• **PAGE**
↓↓↓
I am casting strips of orange/clear for turn signal/parking lenses.

That's cool ! Good call on that ; something that's lacking with most --if not all-- resin transkits , etc .I didn't know that translucent-casting was *possible* (not that I'm questioning your skills and abilities) . I'm particularly interested in this , as I've been propositioned by Missing Link to master a rear bumper for a 1972 Road Runner (my suggestion ; Link's "challenge" for me to master my proposal :D ) based upon the Monogram 24th scale '71 GTX , ostensibly for a conversion to a '72 model . This'll be my first attempt as such an undertaking !

Never-the-less , I want to master the tail lamp lenses as well , as separate parts . My goal is to have them cast in clear resin (or whatever material) , so that they can be painted red , while being able to keep the backup portion in clear (silver or white painted lamps just don't cut it in my opinion ...) .
↑↑↑
• **WHAT YOU NEED TO DO**
Answer these questions using the post on resin casting for model car parts.
(a) What are the strips of orange/clear being cast for?
(b) Which kit is the 1972 Road Runner rear bumper to be based on?
(c) Why does the writer want the tail lamp lenses cast in clear resin?

• **RECORDS PROVIDED**
↓↓↓
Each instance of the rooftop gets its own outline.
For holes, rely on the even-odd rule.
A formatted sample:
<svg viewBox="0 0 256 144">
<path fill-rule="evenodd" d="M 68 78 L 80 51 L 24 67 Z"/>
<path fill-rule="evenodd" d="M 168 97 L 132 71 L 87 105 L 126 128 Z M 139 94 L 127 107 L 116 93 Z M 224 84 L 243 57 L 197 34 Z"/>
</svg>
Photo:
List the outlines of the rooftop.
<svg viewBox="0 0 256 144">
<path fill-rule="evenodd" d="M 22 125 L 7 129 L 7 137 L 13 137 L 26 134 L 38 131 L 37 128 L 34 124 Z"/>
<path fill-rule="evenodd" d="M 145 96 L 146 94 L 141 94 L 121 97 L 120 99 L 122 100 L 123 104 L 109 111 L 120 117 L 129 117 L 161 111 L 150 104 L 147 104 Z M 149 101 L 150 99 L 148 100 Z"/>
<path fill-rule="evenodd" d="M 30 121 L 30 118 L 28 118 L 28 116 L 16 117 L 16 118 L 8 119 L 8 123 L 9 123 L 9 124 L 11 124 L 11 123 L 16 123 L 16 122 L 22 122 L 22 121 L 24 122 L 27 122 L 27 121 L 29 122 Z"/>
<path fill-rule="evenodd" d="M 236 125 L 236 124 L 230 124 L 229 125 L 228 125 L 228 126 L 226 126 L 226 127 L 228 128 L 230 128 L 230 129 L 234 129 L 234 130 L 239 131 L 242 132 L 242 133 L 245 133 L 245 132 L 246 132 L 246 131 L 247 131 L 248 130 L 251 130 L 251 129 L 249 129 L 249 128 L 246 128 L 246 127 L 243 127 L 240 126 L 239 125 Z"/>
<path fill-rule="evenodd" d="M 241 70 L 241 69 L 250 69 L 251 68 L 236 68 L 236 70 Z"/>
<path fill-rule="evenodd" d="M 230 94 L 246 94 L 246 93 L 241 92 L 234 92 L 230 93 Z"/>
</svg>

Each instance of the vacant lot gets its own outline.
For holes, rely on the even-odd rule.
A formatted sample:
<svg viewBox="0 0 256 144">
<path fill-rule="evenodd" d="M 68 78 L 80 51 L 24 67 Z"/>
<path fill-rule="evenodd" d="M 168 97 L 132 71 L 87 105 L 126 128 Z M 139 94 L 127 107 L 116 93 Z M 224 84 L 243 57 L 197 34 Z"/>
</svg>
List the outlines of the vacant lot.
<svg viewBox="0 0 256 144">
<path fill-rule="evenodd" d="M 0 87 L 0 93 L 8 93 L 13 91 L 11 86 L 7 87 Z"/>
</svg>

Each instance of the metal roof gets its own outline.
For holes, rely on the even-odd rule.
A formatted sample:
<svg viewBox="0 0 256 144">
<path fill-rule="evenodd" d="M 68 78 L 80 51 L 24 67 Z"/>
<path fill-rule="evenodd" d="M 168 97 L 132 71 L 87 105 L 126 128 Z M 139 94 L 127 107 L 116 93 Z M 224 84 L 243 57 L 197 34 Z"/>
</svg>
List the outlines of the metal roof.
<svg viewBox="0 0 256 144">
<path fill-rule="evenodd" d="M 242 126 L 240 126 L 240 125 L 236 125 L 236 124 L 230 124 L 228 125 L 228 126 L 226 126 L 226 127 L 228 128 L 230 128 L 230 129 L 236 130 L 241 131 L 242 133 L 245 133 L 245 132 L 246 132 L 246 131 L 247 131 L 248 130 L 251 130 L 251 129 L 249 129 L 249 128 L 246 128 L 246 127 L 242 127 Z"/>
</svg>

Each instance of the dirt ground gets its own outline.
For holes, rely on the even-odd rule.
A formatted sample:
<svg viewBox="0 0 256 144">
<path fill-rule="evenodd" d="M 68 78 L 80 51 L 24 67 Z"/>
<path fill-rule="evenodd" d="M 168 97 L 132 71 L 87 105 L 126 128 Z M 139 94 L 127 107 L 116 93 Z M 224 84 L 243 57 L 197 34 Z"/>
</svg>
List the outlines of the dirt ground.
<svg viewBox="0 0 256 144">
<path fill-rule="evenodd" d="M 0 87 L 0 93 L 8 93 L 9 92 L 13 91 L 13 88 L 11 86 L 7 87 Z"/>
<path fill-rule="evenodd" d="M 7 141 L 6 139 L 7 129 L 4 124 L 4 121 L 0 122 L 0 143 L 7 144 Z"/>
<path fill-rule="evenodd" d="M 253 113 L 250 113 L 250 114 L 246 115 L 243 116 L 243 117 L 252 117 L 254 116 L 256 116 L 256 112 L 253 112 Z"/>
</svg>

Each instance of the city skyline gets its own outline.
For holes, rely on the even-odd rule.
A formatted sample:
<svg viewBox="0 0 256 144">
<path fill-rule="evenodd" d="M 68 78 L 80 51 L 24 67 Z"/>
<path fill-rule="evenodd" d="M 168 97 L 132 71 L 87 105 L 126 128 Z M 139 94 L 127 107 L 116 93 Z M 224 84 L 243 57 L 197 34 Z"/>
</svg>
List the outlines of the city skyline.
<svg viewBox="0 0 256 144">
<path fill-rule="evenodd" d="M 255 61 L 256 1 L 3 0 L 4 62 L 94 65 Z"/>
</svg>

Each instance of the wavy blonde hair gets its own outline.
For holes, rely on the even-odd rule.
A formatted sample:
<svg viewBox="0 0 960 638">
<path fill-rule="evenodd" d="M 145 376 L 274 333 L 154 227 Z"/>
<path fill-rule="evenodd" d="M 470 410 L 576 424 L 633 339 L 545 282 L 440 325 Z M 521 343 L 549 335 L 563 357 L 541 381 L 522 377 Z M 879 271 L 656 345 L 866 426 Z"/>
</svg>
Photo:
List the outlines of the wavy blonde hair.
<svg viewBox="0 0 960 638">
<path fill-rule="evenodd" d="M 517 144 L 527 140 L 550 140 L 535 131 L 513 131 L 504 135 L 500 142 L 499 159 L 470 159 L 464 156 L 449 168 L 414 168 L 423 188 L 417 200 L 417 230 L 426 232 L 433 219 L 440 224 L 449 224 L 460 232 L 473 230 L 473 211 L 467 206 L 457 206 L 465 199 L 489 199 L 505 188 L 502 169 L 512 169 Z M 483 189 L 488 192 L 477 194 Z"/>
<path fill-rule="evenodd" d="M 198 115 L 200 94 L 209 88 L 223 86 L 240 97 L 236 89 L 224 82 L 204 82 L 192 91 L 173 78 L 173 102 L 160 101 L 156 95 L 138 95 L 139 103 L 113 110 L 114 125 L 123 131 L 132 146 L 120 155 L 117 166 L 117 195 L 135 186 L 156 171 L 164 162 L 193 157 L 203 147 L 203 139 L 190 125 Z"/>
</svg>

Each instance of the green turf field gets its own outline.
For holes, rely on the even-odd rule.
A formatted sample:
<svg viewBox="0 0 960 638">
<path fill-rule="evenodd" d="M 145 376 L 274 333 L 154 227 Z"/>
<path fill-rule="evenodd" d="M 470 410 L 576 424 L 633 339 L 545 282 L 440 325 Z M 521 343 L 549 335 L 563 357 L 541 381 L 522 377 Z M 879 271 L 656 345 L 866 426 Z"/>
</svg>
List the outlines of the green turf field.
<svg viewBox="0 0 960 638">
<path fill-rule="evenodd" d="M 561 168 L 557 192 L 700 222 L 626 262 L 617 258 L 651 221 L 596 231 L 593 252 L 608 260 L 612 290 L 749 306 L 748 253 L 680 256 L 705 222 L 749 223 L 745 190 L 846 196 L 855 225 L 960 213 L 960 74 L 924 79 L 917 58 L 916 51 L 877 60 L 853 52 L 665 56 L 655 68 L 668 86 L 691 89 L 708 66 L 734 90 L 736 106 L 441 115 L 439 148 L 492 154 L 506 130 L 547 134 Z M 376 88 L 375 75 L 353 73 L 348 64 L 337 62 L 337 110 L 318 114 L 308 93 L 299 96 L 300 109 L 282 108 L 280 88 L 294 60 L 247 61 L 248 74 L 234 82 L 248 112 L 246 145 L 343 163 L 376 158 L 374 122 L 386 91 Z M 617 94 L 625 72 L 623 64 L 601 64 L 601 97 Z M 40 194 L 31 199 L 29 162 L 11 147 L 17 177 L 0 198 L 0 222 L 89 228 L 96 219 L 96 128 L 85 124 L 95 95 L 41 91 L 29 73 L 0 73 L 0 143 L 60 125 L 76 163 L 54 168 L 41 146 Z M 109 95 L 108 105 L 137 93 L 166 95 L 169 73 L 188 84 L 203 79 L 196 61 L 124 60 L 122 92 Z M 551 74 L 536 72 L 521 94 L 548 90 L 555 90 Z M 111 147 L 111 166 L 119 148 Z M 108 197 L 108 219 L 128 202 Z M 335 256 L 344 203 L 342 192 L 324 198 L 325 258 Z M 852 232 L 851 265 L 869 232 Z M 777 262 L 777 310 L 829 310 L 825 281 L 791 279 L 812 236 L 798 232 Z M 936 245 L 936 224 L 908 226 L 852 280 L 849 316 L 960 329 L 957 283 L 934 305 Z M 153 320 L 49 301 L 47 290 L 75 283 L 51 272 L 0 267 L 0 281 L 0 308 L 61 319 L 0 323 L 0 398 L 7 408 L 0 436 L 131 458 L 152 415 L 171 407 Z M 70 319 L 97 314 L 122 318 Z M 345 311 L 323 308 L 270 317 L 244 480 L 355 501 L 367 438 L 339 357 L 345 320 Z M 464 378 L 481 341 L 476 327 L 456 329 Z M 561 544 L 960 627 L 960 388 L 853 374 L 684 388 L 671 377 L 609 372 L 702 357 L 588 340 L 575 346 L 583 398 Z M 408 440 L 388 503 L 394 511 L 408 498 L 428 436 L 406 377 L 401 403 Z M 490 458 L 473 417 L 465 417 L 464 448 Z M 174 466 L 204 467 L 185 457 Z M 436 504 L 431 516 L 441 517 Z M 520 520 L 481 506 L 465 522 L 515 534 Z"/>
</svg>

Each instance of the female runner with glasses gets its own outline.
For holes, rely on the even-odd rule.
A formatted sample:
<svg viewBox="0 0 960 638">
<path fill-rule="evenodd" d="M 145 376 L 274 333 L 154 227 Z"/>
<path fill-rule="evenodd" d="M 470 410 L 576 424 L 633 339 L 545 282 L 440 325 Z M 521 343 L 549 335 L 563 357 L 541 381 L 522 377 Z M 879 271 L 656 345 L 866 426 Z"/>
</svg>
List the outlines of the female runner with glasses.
↑↑↑
• **EXPECTED OUTPUT**
(a) Turn signal/parking lenses.
(b) The Monogram 24th scale '71 GTX.
(c) So they can be painted red while the backup portion stays clear.